Each entry, as given, must be output unchanged.

### RECORDS FOR THIS EXERCISE

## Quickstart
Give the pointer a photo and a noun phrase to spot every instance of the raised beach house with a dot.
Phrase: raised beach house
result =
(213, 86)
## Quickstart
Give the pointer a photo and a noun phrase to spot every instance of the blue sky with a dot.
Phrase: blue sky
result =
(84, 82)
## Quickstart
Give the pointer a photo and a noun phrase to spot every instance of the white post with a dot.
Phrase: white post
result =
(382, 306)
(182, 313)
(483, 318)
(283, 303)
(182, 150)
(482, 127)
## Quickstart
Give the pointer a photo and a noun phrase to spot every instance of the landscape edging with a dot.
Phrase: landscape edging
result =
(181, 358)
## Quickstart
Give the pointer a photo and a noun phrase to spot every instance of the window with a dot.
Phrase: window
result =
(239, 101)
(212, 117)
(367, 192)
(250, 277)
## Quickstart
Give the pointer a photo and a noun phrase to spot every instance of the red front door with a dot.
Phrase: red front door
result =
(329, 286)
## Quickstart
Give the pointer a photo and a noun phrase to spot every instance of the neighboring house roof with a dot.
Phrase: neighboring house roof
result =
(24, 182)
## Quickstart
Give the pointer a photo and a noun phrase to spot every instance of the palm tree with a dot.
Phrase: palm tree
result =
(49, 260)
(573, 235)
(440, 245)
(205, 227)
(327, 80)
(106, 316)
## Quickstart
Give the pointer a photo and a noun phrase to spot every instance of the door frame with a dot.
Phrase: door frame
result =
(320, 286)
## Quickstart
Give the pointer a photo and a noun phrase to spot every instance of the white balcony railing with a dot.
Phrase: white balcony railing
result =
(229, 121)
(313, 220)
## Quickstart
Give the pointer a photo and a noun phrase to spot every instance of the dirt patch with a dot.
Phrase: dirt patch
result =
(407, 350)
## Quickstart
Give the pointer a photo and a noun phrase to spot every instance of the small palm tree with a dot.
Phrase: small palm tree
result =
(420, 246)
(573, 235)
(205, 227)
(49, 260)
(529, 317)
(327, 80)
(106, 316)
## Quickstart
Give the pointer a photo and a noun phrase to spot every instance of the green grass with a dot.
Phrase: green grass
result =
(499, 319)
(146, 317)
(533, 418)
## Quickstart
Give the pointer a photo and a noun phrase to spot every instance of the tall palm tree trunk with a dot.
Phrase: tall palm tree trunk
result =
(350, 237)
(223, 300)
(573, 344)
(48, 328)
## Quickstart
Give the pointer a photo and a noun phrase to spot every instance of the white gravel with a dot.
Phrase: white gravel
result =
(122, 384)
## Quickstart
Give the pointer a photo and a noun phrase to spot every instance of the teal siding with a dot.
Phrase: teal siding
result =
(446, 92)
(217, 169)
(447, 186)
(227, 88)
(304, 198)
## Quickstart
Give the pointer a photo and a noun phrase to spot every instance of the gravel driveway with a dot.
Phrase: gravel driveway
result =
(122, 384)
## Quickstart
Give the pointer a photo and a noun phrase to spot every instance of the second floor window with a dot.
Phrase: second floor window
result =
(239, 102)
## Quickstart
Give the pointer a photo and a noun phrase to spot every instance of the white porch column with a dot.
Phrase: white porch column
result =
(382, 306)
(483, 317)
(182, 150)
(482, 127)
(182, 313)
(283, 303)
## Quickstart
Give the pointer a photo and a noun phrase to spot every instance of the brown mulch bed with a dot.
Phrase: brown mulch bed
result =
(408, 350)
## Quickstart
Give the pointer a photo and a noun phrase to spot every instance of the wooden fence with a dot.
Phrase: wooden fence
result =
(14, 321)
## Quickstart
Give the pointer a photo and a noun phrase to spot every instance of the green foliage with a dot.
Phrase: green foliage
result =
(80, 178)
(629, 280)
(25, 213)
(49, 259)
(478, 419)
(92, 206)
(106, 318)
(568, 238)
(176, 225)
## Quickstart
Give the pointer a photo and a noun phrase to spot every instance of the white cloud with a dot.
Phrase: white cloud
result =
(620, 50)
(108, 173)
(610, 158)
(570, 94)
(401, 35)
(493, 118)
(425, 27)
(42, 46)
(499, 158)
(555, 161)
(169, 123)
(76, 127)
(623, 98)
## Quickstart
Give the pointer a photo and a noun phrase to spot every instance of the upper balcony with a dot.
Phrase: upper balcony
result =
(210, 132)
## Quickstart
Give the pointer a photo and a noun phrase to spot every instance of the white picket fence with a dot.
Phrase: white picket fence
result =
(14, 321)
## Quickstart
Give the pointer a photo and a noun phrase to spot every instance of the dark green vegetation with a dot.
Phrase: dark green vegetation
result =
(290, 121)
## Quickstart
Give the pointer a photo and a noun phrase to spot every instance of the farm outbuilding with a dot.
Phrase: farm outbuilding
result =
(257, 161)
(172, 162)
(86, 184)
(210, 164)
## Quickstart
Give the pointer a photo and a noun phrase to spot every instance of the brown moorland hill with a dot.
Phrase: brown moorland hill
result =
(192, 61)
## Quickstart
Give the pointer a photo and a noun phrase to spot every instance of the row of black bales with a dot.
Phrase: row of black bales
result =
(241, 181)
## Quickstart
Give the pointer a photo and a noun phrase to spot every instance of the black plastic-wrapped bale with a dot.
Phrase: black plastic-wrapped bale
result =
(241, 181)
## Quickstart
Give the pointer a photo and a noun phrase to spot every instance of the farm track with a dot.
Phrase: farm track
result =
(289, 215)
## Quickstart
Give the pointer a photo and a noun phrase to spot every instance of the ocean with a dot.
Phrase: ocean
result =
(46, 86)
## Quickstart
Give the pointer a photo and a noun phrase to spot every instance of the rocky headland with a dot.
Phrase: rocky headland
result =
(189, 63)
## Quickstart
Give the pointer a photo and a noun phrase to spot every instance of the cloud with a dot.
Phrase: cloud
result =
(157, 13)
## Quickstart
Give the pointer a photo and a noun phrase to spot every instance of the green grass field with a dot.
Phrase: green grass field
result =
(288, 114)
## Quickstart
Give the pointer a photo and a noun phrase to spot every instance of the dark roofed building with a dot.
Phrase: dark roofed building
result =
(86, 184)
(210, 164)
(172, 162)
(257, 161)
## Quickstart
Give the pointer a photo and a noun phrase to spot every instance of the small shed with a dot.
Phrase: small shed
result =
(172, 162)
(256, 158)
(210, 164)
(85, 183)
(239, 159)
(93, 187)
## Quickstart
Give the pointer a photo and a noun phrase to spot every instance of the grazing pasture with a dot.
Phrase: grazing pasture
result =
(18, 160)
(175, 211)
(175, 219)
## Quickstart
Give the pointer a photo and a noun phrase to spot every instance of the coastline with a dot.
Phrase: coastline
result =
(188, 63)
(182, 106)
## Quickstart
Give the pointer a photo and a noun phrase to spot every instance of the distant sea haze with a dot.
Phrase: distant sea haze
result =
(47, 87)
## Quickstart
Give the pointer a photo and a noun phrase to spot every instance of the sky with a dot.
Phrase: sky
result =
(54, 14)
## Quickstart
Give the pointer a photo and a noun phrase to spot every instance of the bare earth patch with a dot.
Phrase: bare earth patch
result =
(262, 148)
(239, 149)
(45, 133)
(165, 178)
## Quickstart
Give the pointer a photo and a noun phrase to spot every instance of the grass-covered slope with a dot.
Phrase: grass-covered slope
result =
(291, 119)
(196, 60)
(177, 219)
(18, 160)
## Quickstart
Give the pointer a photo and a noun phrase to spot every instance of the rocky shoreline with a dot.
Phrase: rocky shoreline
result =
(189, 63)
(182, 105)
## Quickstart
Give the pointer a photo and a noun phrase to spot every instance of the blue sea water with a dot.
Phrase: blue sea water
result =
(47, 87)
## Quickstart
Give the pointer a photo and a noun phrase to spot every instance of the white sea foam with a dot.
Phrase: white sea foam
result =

######

* _REPLY TO THE TASK_:
## Quickstart
Give the pointer a photo and a noun phrase to spot every instance of the raised beach house with a dot.
Phrase: raised beach house
result =
(213, 86)
## Quickstart
Give the pointer a photo and a noun phrase to spot every instance of the blue sky with a dot.
Phrase: blue sky
result =
(84, 82)
## Quickstart
Give the pointer a photo and a noun phrase to spot every instance of the white post with a dot.
Phrase: white post
result =
(382, 306)
(182, 313)
(483, 318)
(283, 303)
(182, 150)
(482, 127)
## Quickstart
Give the pointer a photo and a noun phrase to spot every instance of the landscape edging with a dot.
Phrase: landscape edging
result =
(181, 358)
## Quickstart
Give the pointer a photo and a noun phrase to spot every instance of the window with a dot.
Phrase: window
result =
(239, 101)
(212, 117)
(367, 192)
(250, 277)
## Quickstart
Give the pointer a photo and a noun phrase to spot every instance of the red front door with a dot.
Phrase: red front door
result =
(329, 286)
## Quickstart
Give the pointer a photo and a noun phrase to spot every instance of the neighboring house roof with a dot.
Phrase: neighboring house roof
result =
(24, 182)
## Quickstart
Give the pointer a photo and a noun phrase to spot every instance of the palm tree with a dot.
Phrase: palm tree
result =
(49, 260)
(573, 235)
(440, 245)
(205, 227)
(327, 80)
(106, 316)
## Quickstart
Give the pointer a photo and a noun phrase to spot every instance of the door frame with a dot.
Phrase: door frame
result =
(320, 286)
## Quickstart
Give the pointer a photo and a noun phrase to spot every instance of the white balcony railing with a dot.
Phrase: white balcony railing
result =
(229, 121)
(313, 220)
## Quickstart
Give the pointer a photo and a noun phrase to spot every instance of the dirt patch with a dot.
Phrase: dirt patch
result =
(407, 350)
## Quickstart
Give the pointer a photo and a noun phrase to spot every instance of the small palm tree with a dot.
Phrase: small palm tree
result =
(420, 246)
(573, 235)
(205, 227)
(49, 260)
(529, 317)
(327, 80)
(106, 316)
## Quickstart
Give the pointer a photo and a noun phrase to spot every instance of the green grass with a dot.
Phrase: green grass
result =
(499, 319)
(146, 317)
(533, 418)
## Quickstart
Give the pointer a photo and a noun phrase to spot every instance of the tall palm tree trunk with a dot.
Phrase: tall palm tree trunk
result =
(350, 237)
(223, 300)
(573, 344)
(48, 328)
## Quickstart
Give the pointer a photo and a noun phrase to spot every instance of the white gravel with a dot.
Phrase: white gravel
result =
(122, 384)
## Quickstart
Give the pointer a photo and a noun phrase to spot every instance of the teal siding with a dot.
Phrase: teal siding
result =
(446, 92)
(217, 169)
(447, 186)
(227, 88)
(304, 198)
## Quickstart
Give the pointer a photo and a noun phrase to spot every instance of the gravel driveway with a dot.
Phrase: gravel driveway
result =
(122, 384)
## Quickstart
Give the pointer a photo and a noun phrase to spot every instance of the second floor window with a dot.
Phrase: second floor window
result =
(239, 102)
## Quickstart
Give the pointer a photo and a noun phrase to spot every instance of the white porch column with a dot.
Phrase: white porch column
result =
(382, 306)
(483, 317)
(182, 150)
(482, 127)
(182, 313)
(283, 303)
## Quickstart
Give the pointer a photo and a noun phrase to spot every instance of the brown mulch bed with a dot.
Phrase: brown mulch bed
result =
(408, 350)
## Quickstart
Give the pointer a photo and a noun phrase to spot every instance of the wooden fence with a dot.
Phrase: wooden fence
result =
(14, 321)
## Quickstart
Give the pointer a photo and a noun phrase to spot every instance of the green foliage with a dot.
Phrase: green foliage
result =
(80, 178)
(629, 280)
(25, 213)
(49, 259)
(478, 419)
(92, 206)
(106, 318)
(568, 238)
(176, 225)
## Quickstart
Give the pointer a photo and a noun phrase to spot every instance of the white cloud with a dot.
Phrase: white cloud
result =
(620, 50)
(108, 173)
(610, 158)
(570, 94)
(401, 35)
(493, 118)
(425, 27)
(42, 46)
(499, 158)
(555, 161)
(169, 123)
(76, 127)
(623, 98)
## Quickstart
Give the pointer a photo and a noun phrase to spot every instance of the upper balcony with a dot.
Phrase: upper balcony
result =
(210, 132)
## Quickstart
Give the pointer a photo and a noun phrase to spot every instance of the white picket fence with a dot.
Phrase: white picket fence
result =
(14, 321)
## Quickstart
Give the pointer a photo and a noun phrase to spot every instance of the dark green vegetation with a dot.
Phrase: dark green vegetation
result =
(290, 121)
## Quickstart
Give the pointer a photo and a noun phrase to spot every instance of the farm outbuilding with a dot.
Phrase: farm outbuilding
result =
(257, 161)
(172, 162)
(86, 184)
(210, 164)
## Quickstart
Give the pointer a photo and a noun phrase to spot every instance of the brown moorland hill with a dot.
Phrase: brown moorland hill
result =
(192, 61)
## Quickstart
Give the pointer a photo and a noun phrase to spot every instance of the row of black bales with a dot.
Phrase: row of black bales
result =
(241, 181)
## Quickstart
Give the pointer a photo and a noun phrase to spot every instance of the black plastic-wrapped bale with a dot.
Phrase: black plastic-wrapped bale
result =
(241, 181)
## Quickstart
Give the pointer a photo and a noun phrase to spot every instance of the farm track with a dot.
Phrase: farm track
result =
(289, 215)
## Quickstart
Give the pointer a photo and a noun phrase to spot every instance of the ocean with a dot.
Phrase: ocean
result =
(46, 86)
## Quickstart
Give the pointer a photo and a noun phrase to spot every instance of the rocky headland with a dot.
Phrase: rocky headland
result =
(189, 63)
## Quickstart
Give the pointer a photo and a noun phrase to spot every instance of the cloud with a dot.
Phrase: cloud
result =
(157, 13)
## Quickstart
Give the pointer a photo and a noun phrase to spot every instance of the green grass field with a dot.
Phrase: green grass field
result =
(288, 114)
## Quickstart
Give the pointer a photo and a noun phrase to spot every instance of the dark roofed building with a dot.
Phrase: dark roofed building
result =
(86, 184)
(210, 164)
(172, 162)
(257, 161)
## Quickstart
Give the pointer a photo and a noun phrase to spot every instance of the small shed with a dot.
Phrase: small shed
result =
(172, 162)
(256, 158)
(210, 164)
(85, 183)
(239, 159)
(93, 187)
## Quickstart
Give the pointer a photo and a noun phrase to spot every instance of the grazing pasture with a dot.
Phrase: grazing pasture
result =
(18, 160)
(175, 211)
(175, 219)
## Quickstart
Give the pointer a photo and a noun phrase to spot every instance of the coastline with a dot.
Phrase: coastline
result =
(188, 63)
(182, 106)
## Quickstart
Give the pointer a photo and a noun phrase to spot every instance of the distant sea haze with a dot.
Phrase: distant sea haze
result =
(47, 87)
## Quickstart
Give the pointer a photo and a noun phrase to spot every instance of the sky with a dot.
Phrase: sky
result =
(54, 14)
## Quickstart
Give the pointer a photo and a noun phrase to spot every instance of the bare earth patch with a dot.
Phrase: bare earth patch
result =
(262, 148)
(239, 149)
(45, 133)
(165, 178)
## Quickstart
Give the pointer a photo and a noun phrase to spot every instance of the grass-covered slope with a dot.
Phrase: grass-covered slope
result =
(291, 119)
(196, 60)
(177, 219)
(18, 160)
## Quickstart
Give the pointer a photo and a noun phrase to spot every instance of the rocky shoreline with a dot.
Phrase: rocky shoreline
result =
(189, 63)
(182, 105)
## Quickstart
Give the pointer a photo and a noun phrase to spot every instance of the blue sea water with a dot.
Phrase: blue sea water
result =
(47, 87)
## Quickstart
Give the pointer a photo and a noun phrase to spot every instance of the white sea foam with a dot.
Phrase: white sea foam
result =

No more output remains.